→ **WHAT YOU HAVE TO DO**: Go through the entries below and pick out every line with "tall".

----- EXTRACTED DATA -----

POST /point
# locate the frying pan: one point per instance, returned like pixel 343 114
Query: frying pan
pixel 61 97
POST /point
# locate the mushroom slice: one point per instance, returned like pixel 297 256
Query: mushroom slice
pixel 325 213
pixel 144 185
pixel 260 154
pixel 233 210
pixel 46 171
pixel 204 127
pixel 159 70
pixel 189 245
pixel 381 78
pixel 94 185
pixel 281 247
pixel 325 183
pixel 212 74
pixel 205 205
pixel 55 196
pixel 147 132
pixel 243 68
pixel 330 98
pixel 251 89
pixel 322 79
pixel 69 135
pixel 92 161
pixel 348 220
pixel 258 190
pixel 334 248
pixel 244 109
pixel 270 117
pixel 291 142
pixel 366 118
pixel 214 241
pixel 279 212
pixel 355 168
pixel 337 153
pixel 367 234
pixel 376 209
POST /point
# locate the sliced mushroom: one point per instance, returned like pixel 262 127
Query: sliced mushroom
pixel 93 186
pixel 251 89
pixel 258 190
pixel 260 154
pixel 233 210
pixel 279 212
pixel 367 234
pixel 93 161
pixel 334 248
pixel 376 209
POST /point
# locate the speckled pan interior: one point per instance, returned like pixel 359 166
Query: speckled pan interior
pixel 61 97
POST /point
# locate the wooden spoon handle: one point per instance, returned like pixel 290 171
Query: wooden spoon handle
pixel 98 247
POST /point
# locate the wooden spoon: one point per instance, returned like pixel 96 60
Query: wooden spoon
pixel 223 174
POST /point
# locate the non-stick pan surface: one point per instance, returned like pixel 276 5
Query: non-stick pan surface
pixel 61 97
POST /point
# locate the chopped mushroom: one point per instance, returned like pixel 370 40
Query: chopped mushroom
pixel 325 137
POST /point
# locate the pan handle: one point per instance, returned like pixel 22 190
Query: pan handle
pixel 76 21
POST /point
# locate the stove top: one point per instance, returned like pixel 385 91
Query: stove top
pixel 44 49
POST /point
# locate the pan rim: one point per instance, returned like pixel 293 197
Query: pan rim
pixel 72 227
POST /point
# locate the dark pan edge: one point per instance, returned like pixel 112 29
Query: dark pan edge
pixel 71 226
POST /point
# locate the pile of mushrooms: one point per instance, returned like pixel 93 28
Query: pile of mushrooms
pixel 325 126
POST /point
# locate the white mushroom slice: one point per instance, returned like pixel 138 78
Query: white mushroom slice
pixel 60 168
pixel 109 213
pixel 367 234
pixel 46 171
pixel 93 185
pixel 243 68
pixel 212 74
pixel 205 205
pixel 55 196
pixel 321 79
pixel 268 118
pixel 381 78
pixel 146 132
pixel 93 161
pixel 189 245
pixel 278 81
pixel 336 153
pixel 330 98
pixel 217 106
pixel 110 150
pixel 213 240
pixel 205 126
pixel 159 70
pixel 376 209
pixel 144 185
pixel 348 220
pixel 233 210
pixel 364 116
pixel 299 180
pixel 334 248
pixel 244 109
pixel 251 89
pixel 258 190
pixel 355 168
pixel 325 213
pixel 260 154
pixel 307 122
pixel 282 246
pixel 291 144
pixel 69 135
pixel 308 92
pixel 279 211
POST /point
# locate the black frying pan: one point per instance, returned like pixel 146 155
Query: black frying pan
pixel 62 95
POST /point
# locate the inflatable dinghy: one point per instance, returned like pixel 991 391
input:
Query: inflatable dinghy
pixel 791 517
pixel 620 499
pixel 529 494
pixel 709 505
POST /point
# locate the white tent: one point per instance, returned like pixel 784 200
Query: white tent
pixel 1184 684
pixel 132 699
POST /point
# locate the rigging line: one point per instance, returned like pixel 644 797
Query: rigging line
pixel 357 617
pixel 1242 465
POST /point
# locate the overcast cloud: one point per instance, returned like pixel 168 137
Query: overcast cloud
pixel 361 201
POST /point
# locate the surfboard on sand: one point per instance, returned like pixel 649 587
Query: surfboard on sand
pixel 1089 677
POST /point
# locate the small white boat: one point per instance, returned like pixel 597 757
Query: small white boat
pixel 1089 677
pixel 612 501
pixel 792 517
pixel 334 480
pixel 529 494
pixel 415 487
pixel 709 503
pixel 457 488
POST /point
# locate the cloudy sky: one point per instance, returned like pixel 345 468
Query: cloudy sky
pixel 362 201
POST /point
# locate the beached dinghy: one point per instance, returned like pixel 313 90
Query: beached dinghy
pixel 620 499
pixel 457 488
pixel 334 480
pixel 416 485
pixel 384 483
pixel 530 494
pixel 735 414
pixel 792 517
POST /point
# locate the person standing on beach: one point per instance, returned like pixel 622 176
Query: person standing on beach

-----
----- EXTRACTED DATA -----

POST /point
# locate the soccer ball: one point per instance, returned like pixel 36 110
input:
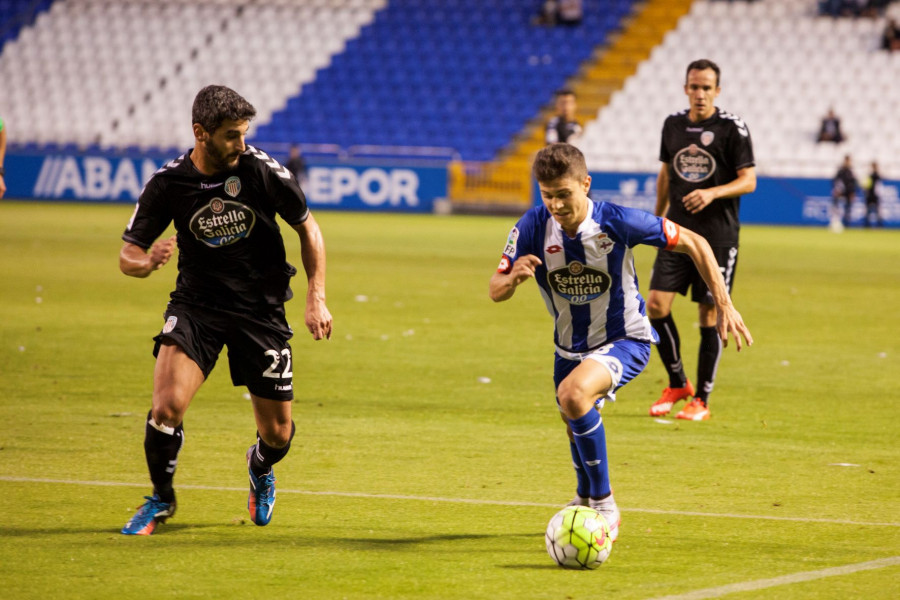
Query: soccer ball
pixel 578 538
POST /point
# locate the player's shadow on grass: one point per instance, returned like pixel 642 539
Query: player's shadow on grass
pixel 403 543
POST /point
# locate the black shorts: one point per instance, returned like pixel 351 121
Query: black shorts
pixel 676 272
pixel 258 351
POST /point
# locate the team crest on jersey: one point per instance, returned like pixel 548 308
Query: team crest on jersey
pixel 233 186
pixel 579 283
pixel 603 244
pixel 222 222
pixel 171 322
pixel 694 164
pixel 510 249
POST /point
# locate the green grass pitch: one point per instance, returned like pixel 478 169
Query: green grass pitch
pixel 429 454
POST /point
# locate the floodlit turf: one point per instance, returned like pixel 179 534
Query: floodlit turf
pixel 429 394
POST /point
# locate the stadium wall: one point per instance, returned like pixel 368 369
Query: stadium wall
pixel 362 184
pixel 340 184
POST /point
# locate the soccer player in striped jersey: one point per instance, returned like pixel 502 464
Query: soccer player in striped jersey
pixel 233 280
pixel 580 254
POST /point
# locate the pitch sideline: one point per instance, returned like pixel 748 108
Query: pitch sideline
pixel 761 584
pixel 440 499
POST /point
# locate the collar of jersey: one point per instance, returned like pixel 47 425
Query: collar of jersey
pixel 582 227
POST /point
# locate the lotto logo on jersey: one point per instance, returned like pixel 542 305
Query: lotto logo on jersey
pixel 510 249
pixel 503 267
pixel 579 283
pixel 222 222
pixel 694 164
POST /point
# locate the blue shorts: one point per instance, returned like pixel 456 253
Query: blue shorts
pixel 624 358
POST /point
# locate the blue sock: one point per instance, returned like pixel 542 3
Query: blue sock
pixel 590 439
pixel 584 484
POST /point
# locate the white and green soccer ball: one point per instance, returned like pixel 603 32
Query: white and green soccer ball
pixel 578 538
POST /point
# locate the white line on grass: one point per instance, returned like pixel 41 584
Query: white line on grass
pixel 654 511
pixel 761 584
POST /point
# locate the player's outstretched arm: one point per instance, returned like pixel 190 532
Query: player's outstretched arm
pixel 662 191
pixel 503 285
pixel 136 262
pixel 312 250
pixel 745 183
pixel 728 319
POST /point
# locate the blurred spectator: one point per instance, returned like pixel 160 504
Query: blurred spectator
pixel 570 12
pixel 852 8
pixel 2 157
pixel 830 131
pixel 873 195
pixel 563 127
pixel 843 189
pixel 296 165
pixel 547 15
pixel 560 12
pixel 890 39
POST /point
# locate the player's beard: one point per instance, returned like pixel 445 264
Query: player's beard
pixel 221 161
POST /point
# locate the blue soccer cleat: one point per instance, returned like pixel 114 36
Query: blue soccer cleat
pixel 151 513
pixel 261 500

-----
----- EXTRACTED DATA -----

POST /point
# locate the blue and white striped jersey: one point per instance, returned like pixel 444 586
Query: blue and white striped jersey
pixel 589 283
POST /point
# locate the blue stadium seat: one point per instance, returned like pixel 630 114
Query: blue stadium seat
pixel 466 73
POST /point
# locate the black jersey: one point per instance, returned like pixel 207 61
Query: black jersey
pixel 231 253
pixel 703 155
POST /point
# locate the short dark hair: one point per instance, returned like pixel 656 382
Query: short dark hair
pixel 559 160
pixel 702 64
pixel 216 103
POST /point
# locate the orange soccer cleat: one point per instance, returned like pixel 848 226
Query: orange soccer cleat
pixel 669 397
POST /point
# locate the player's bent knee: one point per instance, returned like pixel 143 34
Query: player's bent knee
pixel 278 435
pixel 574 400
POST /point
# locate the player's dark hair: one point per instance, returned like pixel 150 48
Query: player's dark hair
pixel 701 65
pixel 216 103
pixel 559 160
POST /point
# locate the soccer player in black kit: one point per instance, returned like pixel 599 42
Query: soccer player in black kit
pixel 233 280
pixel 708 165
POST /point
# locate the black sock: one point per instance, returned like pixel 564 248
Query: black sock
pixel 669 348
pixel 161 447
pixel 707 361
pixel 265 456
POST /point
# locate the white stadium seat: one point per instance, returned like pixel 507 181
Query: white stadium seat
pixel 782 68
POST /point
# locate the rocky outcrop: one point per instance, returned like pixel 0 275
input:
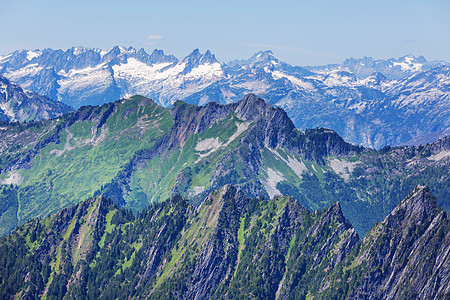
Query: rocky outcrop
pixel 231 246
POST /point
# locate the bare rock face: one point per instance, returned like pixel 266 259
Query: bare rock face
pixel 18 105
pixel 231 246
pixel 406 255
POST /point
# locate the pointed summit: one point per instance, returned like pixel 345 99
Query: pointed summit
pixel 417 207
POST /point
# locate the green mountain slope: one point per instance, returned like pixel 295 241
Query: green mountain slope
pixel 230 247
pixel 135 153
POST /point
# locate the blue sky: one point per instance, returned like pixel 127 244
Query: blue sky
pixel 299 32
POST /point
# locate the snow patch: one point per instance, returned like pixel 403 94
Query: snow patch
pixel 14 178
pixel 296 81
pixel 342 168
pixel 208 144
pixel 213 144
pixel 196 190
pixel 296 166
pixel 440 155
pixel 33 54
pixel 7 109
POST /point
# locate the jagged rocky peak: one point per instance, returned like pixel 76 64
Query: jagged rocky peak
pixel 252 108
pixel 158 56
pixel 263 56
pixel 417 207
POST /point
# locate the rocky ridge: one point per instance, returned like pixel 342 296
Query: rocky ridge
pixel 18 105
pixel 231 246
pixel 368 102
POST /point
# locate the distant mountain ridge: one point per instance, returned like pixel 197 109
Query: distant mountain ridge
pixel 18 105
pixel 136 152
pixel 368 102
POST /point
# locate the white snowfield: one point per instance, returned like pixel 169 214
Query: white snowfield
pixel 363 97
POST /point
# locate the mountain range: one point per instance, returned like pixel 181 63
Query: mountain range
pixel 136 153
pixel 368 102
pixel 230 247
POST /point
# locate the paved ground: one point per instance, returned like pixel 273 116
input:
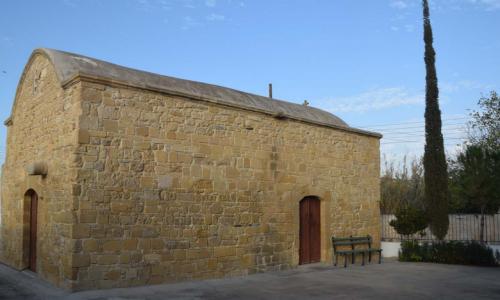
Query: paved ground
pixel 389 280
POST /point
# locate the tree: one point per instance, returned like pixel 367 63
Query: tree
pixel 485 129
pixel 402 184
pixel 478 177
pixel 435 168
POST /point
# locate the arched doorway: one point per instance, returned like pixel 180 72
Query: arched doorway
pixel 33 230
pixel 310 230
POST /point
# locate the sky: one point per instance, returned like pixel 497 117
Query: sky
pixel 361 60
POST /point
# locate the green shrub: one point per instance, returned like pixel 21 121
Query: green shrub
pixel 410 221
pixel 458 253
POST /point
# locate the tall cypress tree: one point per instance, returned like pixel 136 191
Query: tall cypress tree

-----

→ **WRITTEN REPLY**:
# locate the tall cypress tree: one point per instance, returned like pixel 136 191
Query: tall cypress tree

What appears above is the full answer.